Task to complete → Copy out the entries verbatim, beginning at the line that contains "query: weathered wooden plank" and stopping after the line that contains "627 4 L 746".

════════════════

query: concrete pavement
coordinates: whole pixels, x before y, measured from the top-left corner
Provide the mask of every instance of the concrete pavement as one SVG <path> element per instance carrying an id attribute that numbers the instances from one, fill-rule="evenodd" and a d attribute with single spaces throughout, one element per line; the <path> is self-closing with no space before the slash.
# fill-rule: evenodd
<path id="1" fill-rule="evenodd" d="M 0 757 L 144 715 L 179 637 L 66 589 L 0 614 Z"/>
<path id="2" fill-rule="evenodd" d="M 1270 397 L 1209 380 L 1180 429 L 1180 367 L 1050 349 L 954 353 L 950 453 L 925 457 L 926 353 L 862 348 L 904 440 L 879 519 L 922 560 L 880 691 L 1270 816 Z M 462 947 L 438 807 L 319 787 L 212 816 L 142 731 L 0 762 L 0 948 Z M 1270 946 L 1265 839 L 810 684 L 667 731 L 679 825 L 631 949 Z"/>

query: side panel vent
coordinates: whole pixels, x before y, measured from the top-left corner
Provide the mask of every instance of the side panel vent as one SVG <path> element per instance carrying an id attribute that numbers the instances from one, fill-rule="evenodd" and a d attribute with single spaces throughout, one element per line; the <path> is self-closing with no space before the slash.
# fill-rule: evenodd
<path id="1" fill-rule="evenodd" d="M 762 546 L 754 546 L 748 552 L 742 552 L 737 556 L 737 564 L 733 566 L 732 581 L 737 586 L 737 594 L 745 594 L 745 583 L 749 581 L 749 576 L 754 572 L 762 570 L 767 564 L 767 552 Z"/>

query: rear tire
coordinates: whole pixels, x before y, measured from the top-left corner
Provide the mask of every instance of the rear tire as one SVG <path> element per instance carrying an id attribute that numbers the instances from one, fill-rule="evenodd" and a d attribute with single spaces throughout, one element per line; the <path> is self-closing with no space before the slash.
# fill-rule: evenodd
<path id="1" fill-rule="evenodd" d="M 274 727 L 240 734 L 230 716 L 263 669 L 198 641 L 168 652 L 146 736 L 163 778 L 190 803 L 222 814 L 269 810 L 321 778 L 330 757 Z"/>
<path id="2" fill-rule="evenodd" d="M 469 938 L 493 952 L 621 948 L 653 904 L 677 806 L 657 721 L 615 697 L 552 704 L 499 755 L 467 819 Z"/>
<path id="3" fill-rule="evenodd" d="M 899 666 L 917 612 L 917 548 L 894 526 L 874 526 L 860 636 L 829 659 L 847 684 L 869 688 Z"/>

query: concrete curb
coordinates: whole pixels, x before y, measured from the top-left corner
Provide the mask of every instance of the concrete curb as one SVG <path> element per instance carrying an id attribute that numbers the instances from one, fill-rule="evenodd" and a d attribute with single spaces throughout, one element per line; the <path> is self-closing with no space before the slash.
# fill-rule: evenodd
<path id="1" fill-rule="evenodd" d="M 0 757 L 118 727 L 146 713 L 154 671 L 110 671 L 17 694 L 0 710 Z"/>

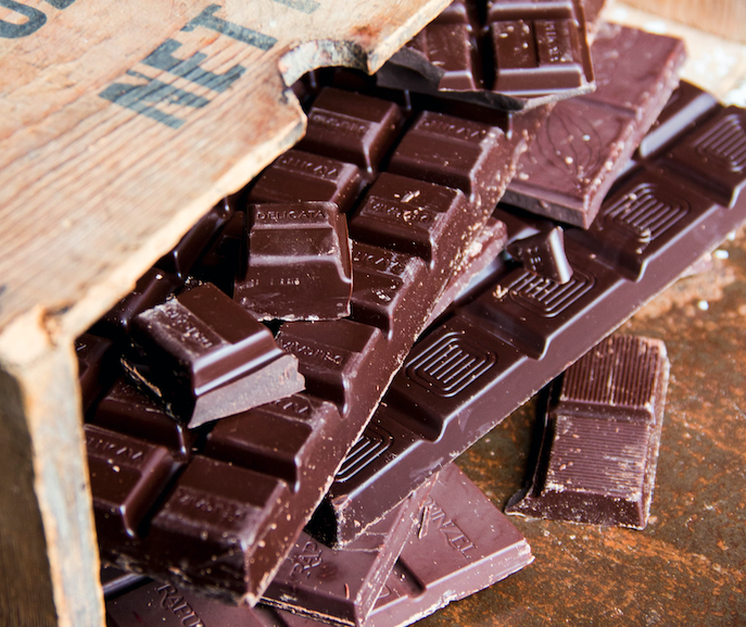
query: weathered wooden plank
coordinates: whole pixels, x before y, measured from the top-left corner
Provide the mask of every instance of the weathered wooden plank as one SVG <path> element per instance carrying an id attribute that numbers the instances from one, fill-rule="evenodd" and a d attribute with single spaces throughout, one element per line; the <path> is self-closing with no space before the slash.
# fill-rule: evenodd
<path id="1" fill-rule="evenodd" d="M 103 625 L 73 338 L 447 0 L 0 0 L 0 624 Z"/>
<path id="2" fill-rule="evenodd" d="M 627 4 L 746 43 L 743 0 L 624 0 Z"/>

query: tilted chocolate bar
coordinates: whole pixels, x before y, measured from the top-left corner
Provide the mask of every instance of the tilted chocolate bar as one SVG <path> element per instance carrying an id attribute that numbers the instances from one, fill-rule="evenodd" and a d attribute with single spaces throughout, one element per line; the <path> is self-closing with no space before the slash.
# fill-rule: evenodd
<path id="1" fill-rule="evenodd" d="M 596 90 L 557 103 L 504 198 L 583 228 L 666 105 L 685 55 L 680 39 L 614 24 L 591 53 Z"/>
<path id="2" fill-rule="evenodd" d="M 673 96 L 675 115 L 665 111 L 652 131 L 657 149 L 636 158 L 591 229 L 565 231 L 569 281 L 504 260 L 481 296 L 415 347 L 317 510 L 314 535 L 353 539 L 744 222 L 746 111 L 704 109 L 701 93 L 686 85 Z M 699 171 L 680 175 L 680 154 Z M 730 198 L 699 184 L 708 171 L 731 180 Z M 507 205 L 495 215 L 510 240 L 554 227 Z"/>
<path id="3" fill-rule="evenodd" d="M 365 627 L 408 625 L 488 588 L 533 561 L 531 549 L 456 466 L 444 468 L 385 579 Z M 303 562 L 320 568 L 312 555 Z M 314 566 L 315 564 L 315 566 Z M 302 568 L 303 566 L 301 566 Z M 112 627 L 313 627 L 311 618 L 264 605 L 229 606 L 150 582 L 106 602 Z"/>
<path id="4" fill-rule="evenodd" d="M 131 327 L 127 373 L 190 428 L 303 389 L 296 359 L 211 284 L 144 311 Z"/>
<path id="5" fill-rule="evenodd" d="M 378 81 L 506 110 L 591 91 L 583 3 L 456 0 L 387 62 Z"/>
<path id="6" fill-rule="evenodd" d="M 350 314 L 347 221 L 327 203 L 249 208 L 249 261 L 233 299 L 256 319 L 336 319 Z"/>
<path id="7" fill-rule="evenodd" d="M 323 96 L 325 111 L 343 110 L 349 98 L 340 89 L 324 91 Z M 356 106 L 369 101 L 378 112 L 399 111 L 393 101 L 355 98 Z M 410 133 L 422 129 L 400 129 L 393 139 L 380 142 L 390 148 L 366 150 L 371 136 L 358 130 L 368 128 L 368 123 L 363 120 L 357 124 L 349 109 L 343 113 L 344 124 L 334 126 L 320 116 L 317 129 L 311 127 L 318 116 L 311 115 L 309 131 L 317 141 L 319 137 L 337 142 L 343 139 L 354 154 L 365 155 L 357 161 L 364 164 L 364 173 L 357 165 L 292 150 L 245 190 L 249 202 L 257 205 L 336 202 L 346 210 L 356 208 L 351 228 L 357 218 L 362 221 L 359 240 L 353 241 L 351 317 L 283 323 L 278 334 L 281 346 L 298 355 L 307 392 L 314 397 L 292 397 L 295 401 L 288 402 L 295 413 L 282 419 L 275 415 L 277 407 L 285 407 L 278 401 L 223 418 L 216 425 L 204 425 L 189 447 L 173 432 L 170 439 L 152 442 L 168 449 L 181 465 L 148 516 L 129 523 L 131 534 L 122 531 L 119 524 L 112 532 L 99 536 L 105 562 L 232 602 L 258 600 L 423 329 L 452 273 L 488 221 L 518 155 L 546 111 L 538 109 L 521 116 L 509 137 L 500 127 L 469 120 L 400 112 L 409 115 L 415 126 L 418 120 L 427 121 L 429 141 L 438 147 L 443 161 L 451 162 L 446 167 L 432 160 L 429 166 L 425 158 L 419 162 L 412 159 L 413 150 L 405 142 Z M 395 121 L 397 115 L 387 113 L 383 118 Z M 391 134 L 392 126 L 394 131 L 399 129 L 397 123 L 374 126 L 375 137 Z M 379 140 L 374 143 L 378 146 Z M 308 145 L 304 149 L 316 150 Z M 402 167 L 408 167 L 410 174 L 394 172 L 393 165 L 381 173 L 381 164 L 396 162 L 400 151 L 407 156 Z M 444 172 L 463 189 L 432 180 Z M 428 180 L 409 177 L 415 174 Z M 274 187 L 269 185 L 273 180 L 282 184 Z M 361 180 L 366 180 L 367 187 L 358 199 Z M 288 190 L 298 197 L 289 197 Z M 211 256 L 216 252 L 216 241 L 210 244 Z M 222 263 L 212 260 L 211 266 Z M 138 412 L 132 407 L 132 414 Z M 285 424 L 304 419 L 307 427 Z M 269 423 L 274 426 L 267 427 Z M 113 423 L 106 424 L 113 427 Z M 129 428 L 124 424 L 113 428 Z M 137 432 L 123 435 L 142 438 L 139 427 Z M 114 480 L 113 471 L 110 475 Z M 207 487 L 210 480 L 219 482 L 215 494 Z"/>
<path id="8" fill-rule="evenodd" d="M 660 340 L 612 336 L 554 381 L 539 463 L 505 512 L 644 529 L 669 361 Z"/>
<path id="9" fill-rule="evenodd" d="M 421 522 L 431 484 L 342 551 L 301 534 L 262 602 L 334 625 L 365 624 L 415 523 Z"/>

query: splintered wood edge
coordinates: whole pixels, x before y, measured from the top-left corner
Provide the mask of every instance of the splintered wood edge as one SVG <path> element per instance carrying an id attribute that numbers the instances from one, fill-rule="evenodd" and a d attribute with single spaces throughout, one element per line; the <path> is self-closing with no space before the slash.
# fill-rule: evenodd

════════════════

Exercise solution →
query: weathered wooden plank
coordinates: whole pixels, x before y, measured from the top-left corner
Provide the mask of every instance of the weathered wooden plank as one SVG <path> element per instance carrying an id attribute that numbers the instances from one, fill-rule="evenodd" and a d attribute with single spaces throughout, one element per line; the <path> is self-closing with no space before the slash.
# fill-rule: evenodd
<path id="1" fill-rule="evenodd" d="M 103 625 L 73 338 L 447 0 L 0 0 L 0 624 Z"/>
<path id="2" fill-rule="evenodd" d="M 627 4 L 746 43 L 743 0 L 624 0 Z"/>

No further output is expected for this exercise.